__Activity__
Please repeat, from the entries that follow, the lines from the one containing "[spot] the front wheel" through the one containing "[spot] the tree trunk" exactly, adding nothing.

Collected data entries
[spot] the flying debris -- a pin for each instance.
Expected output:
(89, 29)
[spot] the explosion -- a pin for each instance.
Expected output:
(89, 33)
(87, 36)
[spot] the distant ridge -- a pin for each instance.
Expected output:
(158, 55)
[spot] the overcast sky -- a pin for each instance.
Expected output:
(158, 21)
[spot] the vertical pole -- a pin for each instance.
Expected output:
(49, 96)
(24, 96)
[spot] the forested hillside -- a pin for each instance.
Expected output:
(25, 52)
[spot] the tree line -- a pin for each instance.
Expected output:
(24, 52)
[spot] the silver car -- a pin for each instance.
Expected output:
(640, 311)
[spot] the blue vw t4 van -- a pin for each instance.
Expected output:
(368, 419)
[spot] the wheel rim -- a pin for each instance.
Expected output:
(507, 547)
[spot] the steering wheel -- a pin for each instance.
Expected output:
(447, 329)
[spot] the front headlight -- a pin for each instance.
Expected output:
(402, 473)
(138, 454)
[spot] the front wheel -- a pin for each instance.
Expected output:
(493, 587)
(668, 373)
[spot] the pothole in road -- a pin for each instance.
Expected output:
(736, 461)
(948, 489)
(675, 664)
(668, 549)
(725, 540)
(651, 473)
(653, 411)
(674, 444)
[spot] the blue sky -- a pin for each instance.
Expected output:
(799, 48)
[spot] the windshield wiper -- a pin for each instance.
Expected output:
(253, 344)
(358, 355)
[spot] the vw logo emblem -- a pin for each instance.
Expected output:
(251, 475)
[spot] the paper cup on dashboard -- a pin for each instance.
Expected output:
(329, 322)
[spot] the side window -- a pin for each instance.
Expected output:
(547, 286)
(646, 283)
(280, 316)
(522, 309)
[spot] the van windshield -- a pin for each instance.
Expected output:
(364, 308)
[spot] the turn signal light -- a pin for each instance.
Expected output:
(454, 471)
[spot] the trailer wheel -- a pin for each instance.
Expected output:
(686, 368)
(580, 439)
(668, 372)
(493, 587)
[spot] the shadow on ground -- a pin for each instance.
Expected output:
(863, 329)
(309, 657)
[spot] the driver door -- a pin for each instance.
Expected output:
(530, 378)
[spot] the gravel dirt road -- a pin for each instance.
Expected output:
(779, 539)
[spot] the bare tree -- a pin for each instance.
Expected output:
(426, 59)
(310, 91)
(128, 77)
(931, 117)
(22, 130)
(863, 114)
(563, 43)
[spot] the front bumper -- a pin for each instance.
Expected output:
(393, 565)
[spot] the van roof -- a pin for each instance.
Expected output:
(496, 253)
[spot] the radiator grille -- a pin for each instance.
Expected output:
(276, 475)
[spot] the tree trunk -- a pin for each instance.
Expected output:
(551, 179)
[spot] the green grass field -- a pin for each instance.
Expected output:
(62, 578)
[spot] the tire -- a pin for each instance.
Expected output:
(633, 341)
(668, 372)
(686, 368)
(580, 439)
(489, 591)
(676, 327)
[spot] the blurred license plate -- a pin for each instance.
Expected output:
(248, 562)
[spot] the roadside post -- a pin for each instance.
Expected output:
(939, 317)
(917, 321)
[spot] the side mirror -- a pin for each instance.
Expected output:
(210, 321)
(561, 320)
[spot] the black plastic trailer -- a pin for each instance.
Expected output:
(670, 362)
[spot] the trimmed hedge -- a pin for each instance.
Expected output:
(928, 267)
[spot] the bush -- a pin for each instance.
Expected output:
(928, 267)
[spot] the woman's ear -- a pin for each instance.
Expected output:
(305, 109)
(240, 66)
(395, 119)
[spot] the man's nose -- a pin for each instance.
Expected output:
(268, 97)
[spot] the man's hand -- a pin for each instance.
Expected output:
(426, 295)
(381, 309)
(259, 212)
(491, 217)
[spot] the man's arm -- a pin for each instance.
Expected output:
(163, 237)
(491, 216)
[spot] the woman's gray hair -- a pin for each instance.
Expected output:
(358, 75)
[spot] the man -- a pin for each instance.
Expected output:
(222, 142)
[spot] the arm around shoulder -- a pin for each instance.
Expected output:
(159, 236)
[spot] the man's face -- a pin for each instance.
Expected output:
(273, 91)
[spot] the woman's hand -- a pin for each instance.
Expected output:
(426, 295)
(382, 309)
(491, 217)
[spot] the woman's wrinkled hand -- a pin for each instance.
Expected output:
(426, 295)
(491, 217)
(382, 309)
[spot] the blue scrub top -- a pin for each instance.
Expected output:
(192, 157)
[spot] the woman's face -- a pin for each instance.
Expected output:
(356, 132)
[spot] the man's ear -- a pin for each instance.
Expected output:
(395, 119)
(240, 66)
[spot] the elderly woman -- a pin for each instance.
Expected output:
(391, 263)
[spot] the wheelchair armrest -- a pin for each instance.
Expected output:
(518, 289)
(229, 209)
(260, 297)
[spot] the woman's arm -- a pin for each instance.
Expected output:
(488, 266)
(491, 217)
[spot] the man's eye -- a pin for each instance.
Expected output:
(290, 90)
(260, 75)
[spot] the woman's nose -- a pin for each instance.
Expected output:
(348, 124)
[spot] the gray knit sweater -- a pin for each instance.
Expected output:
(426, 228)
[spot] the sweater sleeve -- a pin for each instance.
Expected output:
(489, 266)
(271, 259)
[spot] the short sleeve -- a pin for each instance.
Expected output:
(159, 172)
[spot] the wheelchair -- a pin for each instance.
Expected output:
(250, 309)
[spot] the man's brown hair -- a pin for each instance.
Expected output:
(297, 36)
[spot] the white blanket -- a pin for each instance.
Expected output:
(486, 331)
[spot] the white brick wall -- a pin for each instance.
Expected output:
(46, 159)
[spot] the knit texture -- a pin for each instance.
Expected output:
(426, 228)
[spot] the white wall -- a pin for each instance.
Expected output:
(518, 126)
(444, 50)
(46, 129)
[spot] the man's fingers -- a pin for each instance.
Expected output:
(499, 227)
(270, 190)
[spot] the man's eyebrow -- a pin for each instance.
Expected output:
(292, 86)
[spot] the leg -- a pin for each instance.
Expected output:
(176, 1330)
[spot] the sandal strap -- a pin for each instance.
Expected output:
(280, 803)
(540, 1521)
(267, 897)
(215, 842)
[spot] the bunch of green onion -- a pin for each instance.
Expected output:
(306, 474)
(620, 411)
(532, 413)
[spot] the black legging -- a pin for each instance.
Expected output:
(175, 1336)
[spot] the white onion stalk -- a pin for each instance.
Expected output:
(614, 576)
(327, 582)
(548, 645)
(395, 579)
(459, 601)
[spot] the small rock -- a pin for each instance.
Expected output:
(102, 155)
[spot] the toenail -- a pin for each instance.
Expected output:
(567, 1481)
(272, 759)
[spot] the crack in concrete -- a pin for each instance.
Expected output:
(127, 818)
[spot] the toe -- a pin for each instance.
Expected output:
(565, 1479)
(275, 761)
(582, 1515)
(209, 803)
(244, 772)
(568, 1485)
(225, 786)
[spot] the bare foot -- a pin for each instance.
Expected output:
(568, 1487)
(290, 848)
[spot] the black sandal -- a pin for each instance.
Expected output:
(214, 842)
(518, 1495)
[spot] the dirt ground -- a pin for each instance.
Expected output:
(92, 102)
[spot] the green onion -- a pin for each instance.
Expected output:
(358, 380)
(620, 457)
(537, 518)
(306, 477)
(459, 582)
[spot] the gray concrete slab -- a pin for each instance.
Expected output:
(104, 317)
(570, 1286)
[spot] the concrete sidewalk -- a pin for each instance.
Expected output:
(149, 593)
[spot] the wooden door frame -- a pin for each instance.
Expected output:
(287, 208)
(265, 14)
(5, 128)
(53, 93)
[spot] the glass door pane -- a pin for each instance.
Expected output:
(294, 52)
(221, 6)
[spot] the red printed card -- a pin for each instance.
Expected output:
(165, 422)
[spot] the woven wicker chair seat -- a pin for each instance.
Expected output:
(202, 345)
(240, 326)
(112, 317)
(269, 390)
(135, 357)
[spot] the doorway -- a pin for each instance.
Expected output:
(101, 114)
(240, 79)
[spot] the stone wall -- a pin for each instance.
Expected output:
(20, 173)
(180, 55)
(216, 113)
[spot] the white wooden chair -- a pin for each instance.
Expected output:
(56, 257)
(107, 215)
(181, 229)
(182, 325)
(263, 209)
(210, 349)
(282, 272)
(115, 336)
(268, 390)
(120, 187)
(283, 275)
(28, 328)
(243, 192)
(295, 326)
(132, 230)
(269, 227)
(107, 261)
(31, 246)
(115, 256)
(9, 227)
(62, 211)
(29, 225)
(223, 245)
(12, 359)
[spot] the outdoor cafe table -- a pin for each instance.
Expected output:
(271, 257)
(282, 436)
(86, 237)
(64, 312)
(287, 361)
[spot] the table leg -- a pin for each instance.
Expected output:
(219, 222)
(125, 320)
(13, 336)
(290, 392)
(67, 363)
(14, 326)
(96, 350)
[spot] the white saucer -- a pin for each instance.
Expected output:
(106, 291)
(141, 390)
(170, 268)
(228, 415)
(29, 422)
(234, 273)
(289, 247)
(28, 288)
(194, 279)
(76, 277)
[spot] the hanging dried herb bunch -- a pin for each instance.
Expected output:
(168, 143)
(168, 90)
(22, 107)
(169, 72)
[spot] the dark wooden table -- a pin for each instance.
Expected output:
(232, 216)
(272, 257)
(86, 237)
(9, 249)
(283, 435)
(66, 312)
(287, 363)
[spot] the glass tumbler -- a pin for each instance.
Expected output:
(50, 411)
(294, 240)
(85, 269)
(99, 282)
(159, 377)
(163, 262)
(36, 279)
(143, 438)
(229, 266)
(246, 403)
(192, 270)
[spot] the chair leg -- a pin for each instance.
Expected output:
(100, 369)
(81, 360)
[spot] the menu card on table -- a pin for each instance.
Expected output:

__Expected answer__
[spot] the front wheel -- a pin for each instance.
Expected output:
(493, 587)
(668, 373)
[spot] the pothole in road -- a pin for each instance.
Expected output:
(736, 461)
(948, 489)
(675, 664)
(668, 549)
(725, 540)
(651, 473)
(653, 411)
(674, 444)
[spot] the blue sky -- a pin for each instance.
Expected output:
(799, 48)
[spot] the windshield wiper -- a pin for each instance.
Expected output:
(253, 344)
(358, 355)
[spot] the vw logo emblem -- a pin for each instance.
Expected output:
(251, 475)
[spot] the paper cup on dashboard -- a pin for each instance.
Expected output:
(329, 322)
[spot] the side window -- a pin for each instance.
Expected output:
(547, 286)
(646, 283)
(280, 316)
(522, 309)
[spot] the van windshield -- a pin for each instance.
Expected output:
(364, 308)
[spot] the turn signal light -- a pin for each instance.
Expected output:
(454, 471)
[spot] the trailer wheel -- a pin for each instance.
Expected output:
(686, 368)
(580, 439)
(668, 372)
(493, 587)
[spot] the shadow on ground -- a pin for each instance.
Expected output:
(863, 329)
(309, 657)
[spot] the driver door -- a pin for each instance.
Expected output:
(530, 378)
[spot] the gravel dirt road -- a pin for each instance.
Expected output:
(779, 539)
[spot] the bare tree -- a pin for each instance.
Expected output:
(426, 59)
(310, 91)
(128, 77)
(931, 117)
(22, 130)
(863, 114)
(563, 43)
[spot] the front bumper -- a pin for each instance.
Expected output:
(393, 565)
[spot] the van roof -- a pin for each instance.
Expected output:
(496, 253)
[spot] the radiator grille -- a pin for each instance.
Expected output:
(276, 475)
[spot] the tree trunk -- a pin for each instance.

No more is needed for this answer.